Which lines of the data contain the string "will"? Show each of them.

# Excerpted data
+===+
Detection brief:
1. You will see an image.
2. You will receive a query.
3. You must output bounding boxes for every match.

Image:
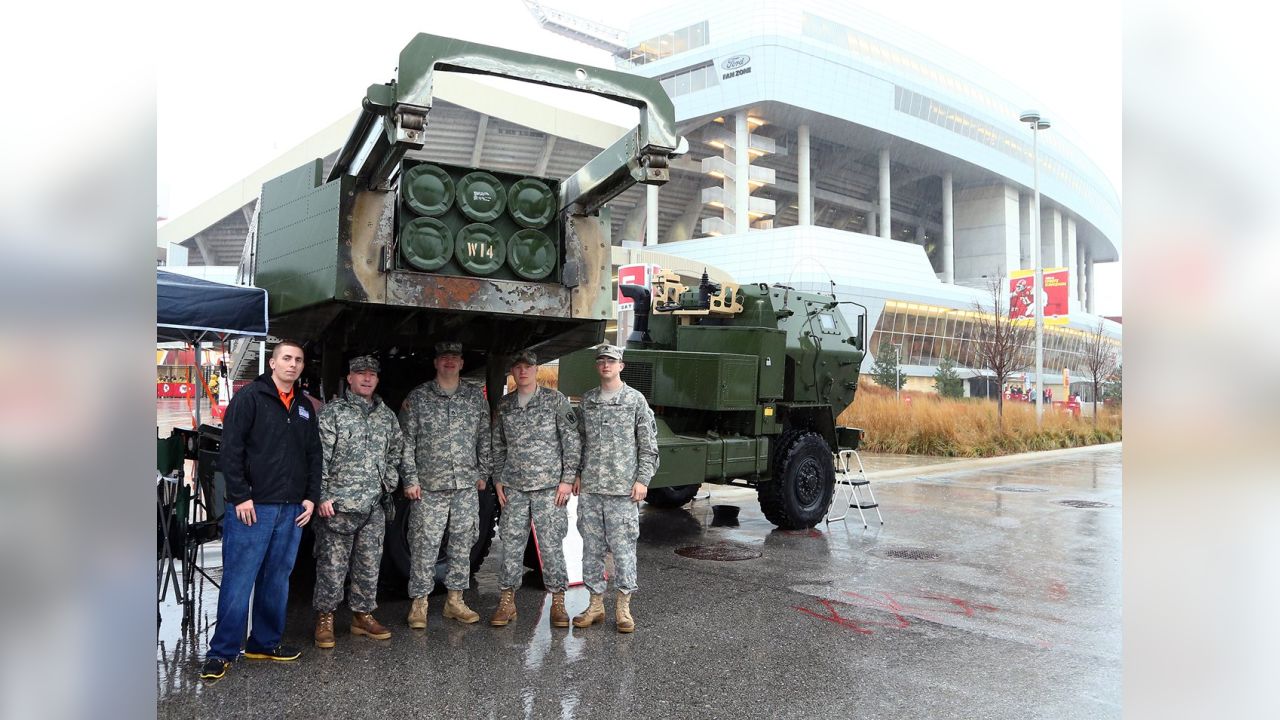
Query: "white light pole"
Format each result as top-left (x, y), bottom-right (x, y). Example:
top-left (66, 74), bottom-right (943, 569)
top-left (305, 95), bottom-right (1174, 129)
+===+
# Exercise response
1. You will see an image.
2. You will receive a query.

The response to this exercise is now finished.